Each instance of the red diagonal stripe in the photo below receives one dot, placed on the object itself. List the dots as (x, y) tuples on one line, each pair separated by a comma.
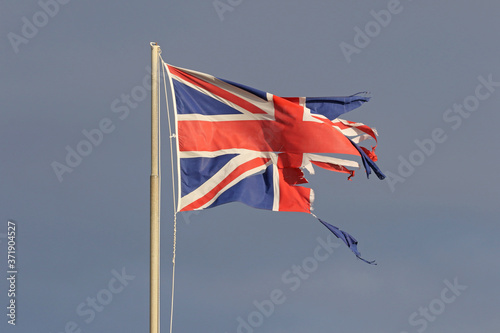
[(217, 91), (259, 161)]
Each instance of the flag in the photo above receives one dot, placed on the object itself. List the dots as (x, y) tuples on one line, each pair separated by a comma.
[(240, 144)]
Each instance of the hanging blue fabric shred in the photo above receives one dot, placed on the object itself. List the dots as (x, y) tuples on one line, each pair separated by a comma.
[(350, 241)]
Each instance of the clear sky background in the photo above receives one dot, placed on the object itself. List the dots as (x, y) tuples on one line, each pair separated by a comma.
[(433, 227)]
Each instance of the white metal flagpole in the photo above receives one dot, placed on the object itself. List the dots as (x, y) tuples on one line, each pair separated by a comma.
[(154, 287)]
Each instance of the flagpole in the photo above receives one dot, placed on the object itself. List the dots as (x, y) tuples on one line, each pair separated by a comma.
[(154, 286)]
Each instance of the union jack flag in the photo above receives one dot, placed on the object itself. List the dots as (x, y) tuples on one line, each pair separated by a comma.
[(237, 143)]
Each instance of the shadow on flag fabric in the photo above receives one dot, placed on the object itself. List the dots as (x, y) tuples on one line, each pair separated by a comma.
[(240, 144)]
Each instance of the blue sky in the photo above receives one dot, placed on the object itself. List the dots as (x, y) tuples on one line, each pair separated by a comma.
[(434, 75)]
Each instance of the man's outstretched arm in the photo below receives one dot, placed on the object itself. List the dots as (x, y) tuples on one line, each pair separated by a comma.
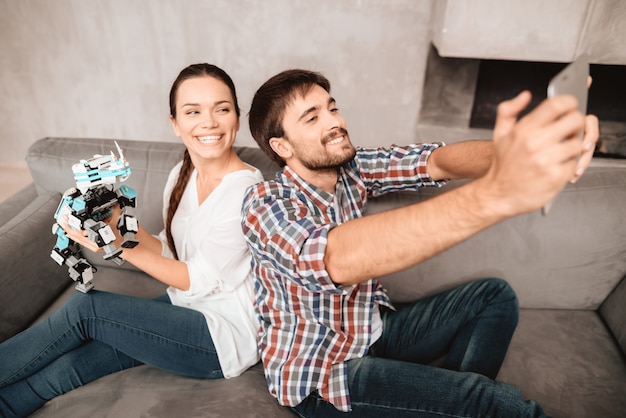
[(530, 165), (463, 160)]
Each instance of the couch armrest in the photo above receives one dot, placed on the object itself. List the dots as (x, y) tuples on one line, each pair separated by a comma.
[(29, 279), (613, 311), (14, 204)]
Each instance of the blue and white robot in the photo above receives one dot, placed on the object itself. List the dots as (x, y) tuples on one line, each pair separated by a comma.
[(86, 206)]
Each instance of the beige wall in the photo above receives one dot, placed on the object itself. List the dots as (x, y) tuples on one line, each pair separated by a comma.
[(103, 68), (531, 30)]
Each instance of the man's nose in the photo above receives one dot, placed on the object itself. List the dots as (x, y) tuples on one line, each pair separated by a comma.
[(332, 120)]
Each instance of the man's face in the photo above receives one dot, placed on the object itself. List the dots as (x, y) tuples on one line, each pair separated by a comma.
[(315, 133)]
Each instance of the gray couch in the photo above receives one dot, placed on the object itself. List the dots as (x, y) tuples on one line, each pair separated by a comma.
[(567, 269)]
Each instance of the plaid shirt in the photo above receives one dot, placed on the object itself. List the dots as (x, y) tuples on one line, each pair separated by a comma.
[(309, 325)]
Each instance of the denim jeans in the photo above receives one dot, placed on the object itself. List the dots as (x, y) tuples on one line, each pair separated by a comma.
[(470, 327), (96, 334)]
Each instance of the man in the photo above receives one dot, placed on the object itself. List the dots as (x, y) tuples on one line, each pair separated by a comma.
[(331, 341)]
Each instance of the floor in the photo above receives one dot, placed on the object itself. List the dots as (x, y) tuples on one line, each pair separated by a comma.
[(13, 177)]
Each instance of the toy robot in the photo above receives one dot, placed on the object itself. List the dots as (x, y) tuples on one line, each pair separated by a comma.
[(86, 206)]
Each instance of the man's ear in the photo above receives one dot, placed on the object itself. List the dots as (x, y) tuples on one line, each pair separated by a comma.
[(282, 147)]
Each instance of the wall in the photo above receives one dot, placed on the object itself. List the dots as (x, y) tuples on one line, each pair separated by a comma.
[(531, 30), (103, 68)]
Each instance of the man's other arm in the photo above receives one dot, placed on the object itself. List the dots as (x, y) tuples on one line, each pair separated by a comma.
[(530, 165)]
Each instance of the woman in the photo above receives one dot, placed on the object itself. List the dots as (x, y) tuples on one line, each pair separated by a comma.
[(205, 327)]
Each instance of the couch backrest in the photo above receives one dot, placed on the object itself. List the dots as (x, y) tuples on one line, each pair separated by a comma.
[(50, 162), (571, 259)]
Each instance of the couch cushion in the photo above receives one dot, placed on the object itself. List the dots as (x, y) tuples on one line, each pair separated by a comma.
[(571, 259), (14, 204), (613, 311), (29, 233), (568, 362), (147, 392)]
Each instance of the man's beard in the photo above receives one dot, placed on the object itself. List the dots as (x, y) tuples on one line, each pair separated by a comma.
[(329, 161)]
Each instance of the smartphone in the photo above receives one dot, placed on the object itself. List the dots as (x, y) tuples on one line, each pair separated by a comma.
[(571, 80)]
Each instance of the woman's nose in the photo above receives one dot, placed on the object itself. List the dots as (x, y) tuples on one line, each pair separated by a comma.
[(209, 121)]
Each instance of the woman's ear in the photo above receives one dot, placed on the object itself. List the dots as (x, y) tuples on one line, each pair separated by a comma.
[(174, 125), (281, 147)]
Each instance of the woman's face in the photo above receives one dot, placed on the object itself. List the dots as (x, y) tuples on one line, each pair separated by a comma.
[(206, 119)]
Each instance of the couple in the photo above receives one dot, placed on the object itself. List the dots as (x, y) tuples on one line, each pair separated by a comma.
[(330, 340)]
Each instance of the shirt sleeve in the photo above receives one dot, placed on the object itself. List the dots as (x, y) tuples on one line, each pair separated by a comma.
[(287, 237), (396, 168)]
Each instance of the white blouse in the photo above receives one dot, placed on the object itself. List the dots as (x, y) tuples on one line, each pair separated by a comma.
[(209, 239)]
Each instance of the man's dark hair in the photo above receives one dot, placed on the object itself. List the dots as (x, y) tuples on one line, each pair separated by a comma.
[(271, 100)]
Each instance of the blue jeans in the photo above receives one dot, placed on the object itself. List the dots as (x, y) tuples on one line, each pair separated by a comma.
[(470, 327), (97, 334)]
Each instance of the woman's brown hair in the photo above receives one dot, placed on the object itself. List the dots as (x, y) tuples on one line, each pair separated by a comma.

################

When a picture appears among the entries, skip it; transcribe everything else exactly.

Each instance of the red diagonal stripe in the photo below receives one dot, placed on the object itself. List the dots as (x, y) tuples on one line, each pair separated by a comma.
[(217, 91), (259, 161)]
Each instance of the flag in the photo above receives one dot, placed on the object itself. List the dots as (x, y) tuples on one line, each pair separated by a comma.
[(240, 144)]
Each instance of the hanging blue fabric shred in the photo above receives one dot, placed on the object itself. List the dots as (x, y) tuples on one line, each pair separated by a comma.
[(350, 241)]
Each instance of the clear sky background in the photo above receives one dot, placed on the object itself. List the dots as (x, y) tuples on one line, each pair separated by a comma.
[(433, 227)]
Each instance of the white metal flagpole in the photo above receives one dot, placed on the object itself. List the dots as (x, y) tuples on one line, each pair separated by a comma.
[(154, 287)]
Each instance of the flagpole in the photo above receives one dot, placed on the object itself. List the dots as (x, y) tuples on one line, each pair separated by a comma.
[(154, 286)]
Each instance of the union jack flag in the photo above receives one dot, placed on the object itself. List the dots as (x, y) tuples on one line, each pair separated by a comma.
[(237, 143)]
Each instance of the shadow on flag fabric in the photo above receives one dot, placed on the object itself. List the dots as (x, y) tuples on one line, each pair separated by a comma.
[(240, 144)]
Each instance of the blue sky in the photo above receives one dot, placed on the object itself. List the dots as (x, y) tuples on one line, each pair separated by a comma.
[(434, 75)]
Each instance of the man's outstretched arm in the photo below receives one dot, placed on the object itself. List the dots as (x, y) tuples on one line, each pair separated by a comma.
[(530, 165), (463, 160)]
Each instance of the couch armrest in the photo above receives one dot, placed on the object itself. List the dots as (x, y) tuples on one line, each pair separated by a comma.
[(29, 279), (613, 311), (14, 204)]
Each instance of the blue and white robot in the photo above receives one dot, placed on the object itself. List the dots as (x, y) tuples on one line, each pair separated by a comma.
[(86, 206)]
Each instance of the beige wall in the photo above receives one dot, placed on the object itself. List the dots as (x, y) tuples on one line, each pair separated by a comma.
[(103, 68), (531, 30)]
Each instance of the man's nose in the photo above receives one dot, placed on the object itself. List the dots as (x, y) tuples on one line, each pair separated by a comma.
[(332, 120)]
Each instance of the man's face in the photo above receives one dot, placed on the object itself. List the dots as (x, y) tuples on one line, each pair separated by a comma.
[(315, 133)]
Each instance of the gray couch in the photo above receives one dot, placed on the object itself. List the dots as (x, y) tuples on one line, each pair separated by a comma.
[(567, 269)]
Each instance of the plaid shirt in the photo above receives one dot, placed on the object itself. List the dots as (x, y) tuples on one line, each pair separated by a comma.
[(309, 325)]
Each instance of the denim jeans in the photo above receives one dot, placed on the object itself. List the dots as (x, y) tuples on one line, each pair separated by a comma.
[(470, 327), (96, 334)]
Each instance of the man in the photo above receives one dot, placed on the object itself. List the dots as (x, y) tuples on one line, each pair separated by a comma.
[(331, 341)]
Each instance of the floor in the photo above receives one dot, placed on the object itself. List the dots as (x, y) tuples on one line, each pair separated by a comma.
[(13, 177)]
Each instance of the toy robot in the photo above receives one dot, placed on the object itself. List the dots as (x, y) tuples on one line, each pair separated by a comma.
[(86, 206)]
Each instance of the man's ear in the photo above receives one dot, placed on the object itself. List the dots as (x, y) tuples on one line, each pair separated by a comma.
[(282, 147)]
Each instance of the wall in the photo above receives one dot, placed on the object itself. List the dots as (x, y) tuples on one line, each pair separated by a comma.
[(531, 30), (103, 68)]
Each instance of the man's other arm in the photo above receives one dot, placed on the object itself. List the dots as (x, y) tuples on one line, each pair separated by a comma.
[(530, 165)]
Each instance of the woman in the photo above receives one dot, placed on the object itself. List the dots as (x, y) tuples on one line, each pair separated by a comma.
[(205, 327)]
Each instance of the couch backrest in the photo above receives one dot, placed on the object itself. List the dots as (x, y) tuples on one line, each pair separated by a comma.
[(50, 162), (571, 259)]
Each instance of the couch cushion in the photo above receives one dot, placed on the object itself. List the dots as (x, y) tuples on one line, each pair separated by a comma.
[(571, 259), (14, 204), (613, 311), (29, 233), (568, 362), (147, 392)]
Each instance of the man's beard in the photo above receives one dot, placed on the object itself. List the dots as (x, y) tuples on one line, each pair separated by a comma.
[(329, 161)]
Each instance of the smartphone in the photo above receives one dot, placed on the object itself. List the dots as (x, y) tuples on one line, each pair separated by a comma.
[(571, 80)]
Each instance of the woman's nose in the photo above receives one dot, placed on the object itself. List the dots as (x, y) tuples on one line, each pair separated by a comma.
[(209, 121)]
Each instance of the woman's ear in the photo above receives one dot, placed on the object itself. List the dots as (x, y) tuples on one line, each pair separated by a comma.
[(174, 125), (281, 147)]
Each instance of the woman's face in the photo above receives one dot, placed on the object itself. List the dots as (x, y) tuples on one line, each pair separated by a comma.
[(206, 119)]
Each instance of the couple in the photo above receives one dot, placed on the object itself. List the dots as (x, y) tuples on one line, each pair separated by a comma.
[(330, 340)]
Each instance of the shirt sleeve in the photo above receives one dot, placed on the object itself. List the dots as (x, y) tuples on one line, each pair separated by a comma.
[(287, 237), (396, 168)]
Each instance of the white blouse in the photo above receives one dot, placed on the object itself. List the dots as (x, y) tuples on one line, each pair separated by a comma.
[(209, 239)]
Each instance of the man's dark hair in the photo above receives one dot, placed on the object itself. List the dots as (x, y) tuples on one line, each pair separated by a comma.
[(271, 100)]
Each instance of the blue jeans in the photo above receives one dot, placed on the object itself. List the dots as (x, y) tuples on one line, each pair separated by a comma.
[(470, 327), (97, 334)]
Each instance of the woman's brown hair in the photo above receives one dot, placed on the object itself. List the dots as (x, y) tuples on one line, each pair separated by a comma.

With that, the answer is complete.